(Source records)
··········
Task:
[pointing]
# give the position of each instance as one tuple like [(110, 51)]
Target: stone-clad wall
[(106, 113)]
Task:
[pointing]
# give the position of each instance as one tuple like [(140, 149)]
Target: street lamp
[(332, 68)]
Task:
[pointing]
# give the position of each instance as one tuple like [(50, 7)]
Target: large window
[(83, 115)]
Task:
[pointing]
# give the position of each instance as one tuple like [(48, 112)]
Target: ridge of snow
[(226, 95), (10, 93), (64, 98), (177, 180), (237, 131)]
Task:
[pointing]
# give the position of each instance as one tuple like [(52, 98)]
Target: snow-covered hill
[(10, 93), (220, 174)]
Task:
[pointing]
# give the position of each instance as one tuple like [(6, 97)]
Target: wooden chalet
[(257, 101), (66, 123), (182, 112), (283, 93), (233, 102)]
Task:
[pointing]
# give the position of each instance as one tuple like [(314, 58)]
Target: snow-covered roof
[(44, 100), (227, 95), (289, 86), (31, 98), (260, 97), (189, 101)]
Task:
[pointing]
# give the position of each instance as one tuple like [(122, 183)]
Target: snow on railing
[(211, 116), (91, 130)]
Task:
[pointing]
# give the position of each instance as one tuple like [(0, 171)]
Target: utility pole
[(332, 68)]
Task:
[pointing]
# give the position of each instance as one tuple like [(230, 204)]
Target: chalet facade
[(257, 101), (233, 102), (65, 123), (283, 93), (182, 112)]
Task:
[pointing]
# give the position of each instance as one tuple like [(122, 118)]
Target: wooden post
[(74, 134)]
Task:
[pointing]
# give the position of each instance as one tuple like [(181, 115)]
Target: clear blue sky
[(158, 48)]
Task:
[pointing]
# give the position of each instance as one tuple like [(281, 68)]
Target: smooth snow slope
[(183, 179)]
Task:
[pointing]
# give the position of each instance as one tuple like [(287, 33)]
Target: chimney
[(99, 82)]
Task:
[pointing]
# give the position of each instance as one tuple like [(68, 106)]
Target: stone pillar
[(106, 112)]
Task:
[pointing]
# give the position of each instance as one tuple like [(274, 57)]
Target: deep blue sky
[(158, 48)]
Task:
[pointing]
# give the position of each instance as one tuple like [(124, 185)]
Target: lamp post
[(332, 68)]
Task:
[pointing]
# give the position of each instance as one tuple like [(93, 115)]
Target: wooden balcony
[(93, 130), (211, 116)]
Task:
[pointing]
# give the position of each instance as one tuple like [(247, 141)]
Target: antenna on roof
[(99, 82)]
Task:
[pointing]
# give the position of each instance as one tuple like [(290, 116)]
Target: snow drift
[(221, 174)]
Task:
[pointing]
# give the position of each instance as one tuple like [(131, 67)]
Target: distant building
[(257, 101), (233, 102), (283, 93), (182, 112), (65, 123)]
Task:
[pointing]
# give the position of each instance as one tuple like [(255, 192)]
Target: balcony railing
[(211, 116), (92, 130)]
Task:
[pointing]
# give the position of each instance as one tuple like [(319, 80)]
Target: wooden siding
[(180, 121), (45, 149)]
··········
**Stated task:**
Without omitting anything, output the entries exactly.

**Answer in full:**
Task:
[pointing]
# give the position of each instance as one tuple like [(110, 51)]
Target: stone-clad wall
[(106, 113)]
Task:
[pointing]
# give the position of each instance as one tuple like [(140, 149)]
Target: street lamp
[(332, 68)]
Task:
[pointing]
# give the position of each instance as one tuple like [(50, 7)]
Target: large window
[(83, 115)]
Task:
[pointing]
# give the position of each instance as one tuple like [(48, 112)]
Target: ridge of snow
[(226, 95), (10, 93), (64, 98), (177, 180), (237, 131)]
Task:
[pointing]
# give the position of each instance as one tuple like [(52, 98)]
Target: snow-covered hill
[(10, 93), (220, 174)]
Task:
[pointing]
# give the position of each instance as one tuple like [(6, 97)]
Target: wooden chalet
[(257, 101), (66, 123), (182, 112), (283, 93), (233, 102)]
Task:
[pointing]
# give the position of each instance as one tuple like [(314, 58)]
Target: snow-covered roof
[(44, 100), (227, 95), (289, 86), (31, 98), (260, 97), (189, 101)]
Task:
[pointing]
# give the position of each instance as one tuple like [(122, 183)]
Target: snow on railing
[(211, 116), (91, 130)]
Task:
[pointing]
# give the position of each instance as one tuple like [(0, 171)]
Target: utility pole
[(332, 68)]
Task:
[pointing]
# give the position of each instance as one tuple like [(230, 204)]
Target: chalet facade
[(257, 101), (233, 102), (65, 123), (283, 93), (182, 112)]
Task:
[pointing]
# give the position of each instance as one tuple like [(122, 118)]
Target: wooden post
[(74, 134)]
Task:
[pointing]
# give the position of each instance as one tuple like [(181, 115)]
Target: clear blue sky
[(158, 48)]
Task:
[pointing]
# give the position of each instance as one tuple like [(281, 68)]
Target: smooth snow slope
[(183, 179)]
Task:
[pointing]
# give the position of each instance as one tuple like [(287, 33)]
Target: chimney
[(99, 82)]
Task:
[pointing]
# give the position of each instance as one tuple like [(68, 106)]
Target: stone pillar
[(106, 112)]
Task:
[pointing]
# give the position of each instance as one tuple like [(274, 57)]
Target: deep blue sky
[(158, 48)]
Task:
[pointing]
# give the position of each instance as one tuple like [(124, 185)]
Target: lamp post
[(332, 68)]
Task:
[pointing]
# give the position of each instance as one tuple like [(93, 115)]
Target: wooden balcony
[(93, 130), (211, 116)]
Task:
[pointing]
# give the position of each instance as one tuple like [(247, 141)]
Target: antenna on roof
[(99, 82)]
Task:
[pointing]
# give the position of each instance as one tuple like [(290, 116)]
Target: snow drift
[(221, 174)]
Task:
[pointing]
# give the position of each instance as one tuple like [(131, 67)]
Target: distant building
[(257, 101), (233, 102), (283, 93), (182, 112), (65, 123)]
Task:
[pointing]
# give the position of each instance as one tuple like [(255, 192)]
Target: balcony railing
[(211, 116), (92, 130)]
Task:
[pointing]
# give the position of each instance as one tuple like [(319, 80)]
Target: wooden siding
[(180, 121), (45, 149)]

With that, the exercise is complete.